→ DIRECTION
Please extract every line in the rows below that contains the word "pine", and copy each such line unchanged.

→ TASK INPUT
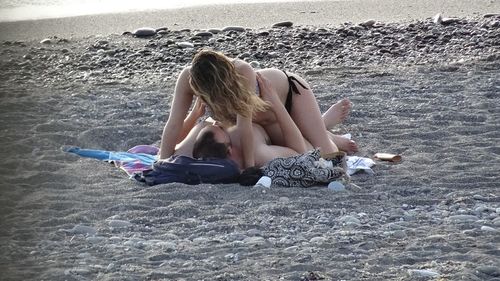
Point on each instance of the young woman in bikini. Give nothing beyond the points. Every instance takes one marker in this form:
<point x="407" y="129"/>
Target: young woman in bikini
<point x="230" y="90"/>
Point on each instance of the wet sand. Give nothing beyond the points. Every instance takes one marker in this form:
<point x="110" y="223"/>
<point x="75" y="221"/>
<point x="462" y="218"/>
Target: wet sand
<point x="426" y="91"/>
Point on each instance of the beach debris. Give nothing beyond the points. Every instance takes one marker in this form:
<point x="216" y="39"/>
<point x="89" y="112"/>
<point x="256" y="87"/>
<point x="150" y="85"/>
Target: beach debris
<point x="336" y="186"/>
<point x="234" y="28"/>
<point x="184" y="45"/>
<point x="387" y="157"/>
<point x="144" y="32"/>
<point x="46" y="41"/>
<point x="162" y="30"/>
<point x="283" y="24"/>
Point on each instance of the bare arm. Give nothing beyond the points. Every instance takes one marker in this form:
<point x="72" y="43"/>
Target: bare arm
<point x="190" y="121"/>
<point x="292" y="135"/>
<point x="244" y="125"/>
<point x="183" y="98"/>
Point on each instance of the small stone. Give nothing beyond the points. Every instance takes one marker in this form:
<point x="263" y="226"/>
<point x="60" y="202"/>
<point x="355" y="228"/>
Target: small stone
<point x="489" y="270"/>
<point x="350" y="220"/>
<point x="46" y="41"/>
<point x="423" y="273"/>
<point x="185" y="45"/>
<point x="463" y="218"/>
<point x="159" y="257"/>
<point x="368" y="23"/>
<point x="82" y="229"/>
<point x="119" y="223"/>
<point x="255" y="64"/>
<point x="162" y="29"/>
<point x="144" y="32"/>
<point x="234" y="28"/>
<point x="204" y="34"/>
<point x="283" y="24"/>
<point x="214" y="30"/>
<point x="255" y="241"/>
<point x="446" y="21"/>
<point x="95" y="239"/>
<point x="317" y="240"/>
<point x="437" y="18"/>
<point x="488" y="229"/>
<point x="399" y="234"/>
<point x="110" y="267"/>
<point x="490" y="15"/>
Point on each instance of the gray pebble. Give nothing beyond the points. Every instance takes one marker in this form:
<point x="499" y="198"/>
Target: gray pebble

--

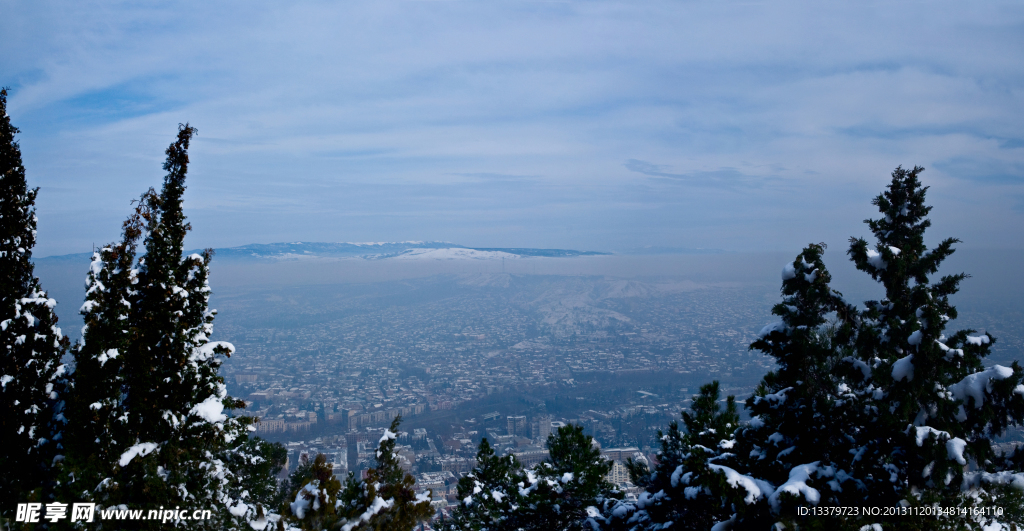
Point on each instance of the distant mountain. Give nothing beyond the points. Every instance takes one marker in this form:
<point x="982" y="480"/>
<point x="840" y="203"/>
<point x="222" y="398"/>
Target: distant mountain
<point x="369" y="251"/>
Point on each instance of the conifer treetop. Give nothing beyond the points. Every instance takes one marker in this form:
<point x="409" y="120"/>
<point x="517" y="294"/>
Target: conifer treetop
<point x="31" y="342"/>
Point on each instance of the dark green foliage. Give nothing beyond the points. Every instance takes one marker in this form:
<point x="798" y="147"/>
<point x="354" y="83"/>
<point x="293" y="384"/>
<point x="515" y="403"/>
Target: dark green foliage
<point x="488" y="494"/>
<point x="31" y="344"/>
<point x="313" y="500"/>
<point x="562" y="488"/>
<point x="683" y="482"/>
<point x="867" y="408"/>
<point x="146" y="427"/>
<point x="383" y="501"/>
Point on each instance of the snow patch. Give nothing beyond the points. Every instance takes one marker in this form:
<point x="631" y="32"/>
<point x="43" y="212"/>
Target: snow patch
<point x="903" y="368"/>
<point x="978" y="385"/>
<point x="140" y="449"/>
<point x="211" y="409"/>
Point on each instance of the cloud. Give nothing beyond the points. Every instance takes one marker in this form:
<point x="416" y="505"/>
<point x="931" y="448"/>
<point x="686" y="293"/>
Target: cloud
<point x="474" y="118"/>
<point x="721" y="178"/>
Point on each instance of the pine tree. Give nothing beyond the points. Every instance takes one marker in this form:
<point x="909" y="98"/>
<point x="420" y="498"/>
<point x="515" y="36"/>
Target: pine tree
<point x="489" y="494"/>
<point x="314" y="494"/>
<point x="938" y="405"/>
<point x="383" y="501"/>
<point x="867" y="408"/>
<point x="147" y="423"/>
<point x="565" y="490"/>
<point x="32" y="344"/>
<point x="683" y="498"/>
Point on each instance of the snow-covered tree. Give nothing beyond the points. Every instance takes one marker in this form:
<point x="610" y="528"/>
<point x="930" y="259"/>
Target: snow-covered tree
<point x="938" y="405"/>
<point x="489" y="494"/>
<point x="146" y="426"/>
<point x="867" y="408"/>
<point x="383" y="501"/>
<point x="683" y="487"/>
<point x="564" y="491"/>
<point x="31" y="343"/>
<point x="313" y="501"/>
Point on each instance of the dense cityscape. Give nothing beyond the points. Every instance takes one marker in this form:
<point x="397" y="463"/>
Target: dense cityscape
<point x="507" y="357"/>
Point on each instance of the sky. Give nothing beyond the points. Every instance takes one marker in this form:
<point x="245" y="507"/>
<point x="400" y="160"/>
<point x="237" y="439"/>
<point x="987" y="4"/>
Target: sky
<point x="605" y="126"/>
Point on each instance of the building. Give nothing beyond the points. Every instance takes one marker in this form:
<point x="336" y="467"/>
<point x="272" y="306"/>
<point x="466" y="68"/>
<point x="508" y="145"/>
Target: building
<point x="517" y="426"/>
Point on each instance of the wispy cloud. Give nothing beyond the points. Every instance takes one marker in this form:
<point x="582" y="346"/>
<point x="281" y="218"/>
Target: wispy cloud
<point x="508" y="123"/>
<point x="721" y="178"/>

→ SOLUTION
Point on each instance of the pine tree. Give nothing beyond the points. Every instance takes one marker in this form:
Target: pine tree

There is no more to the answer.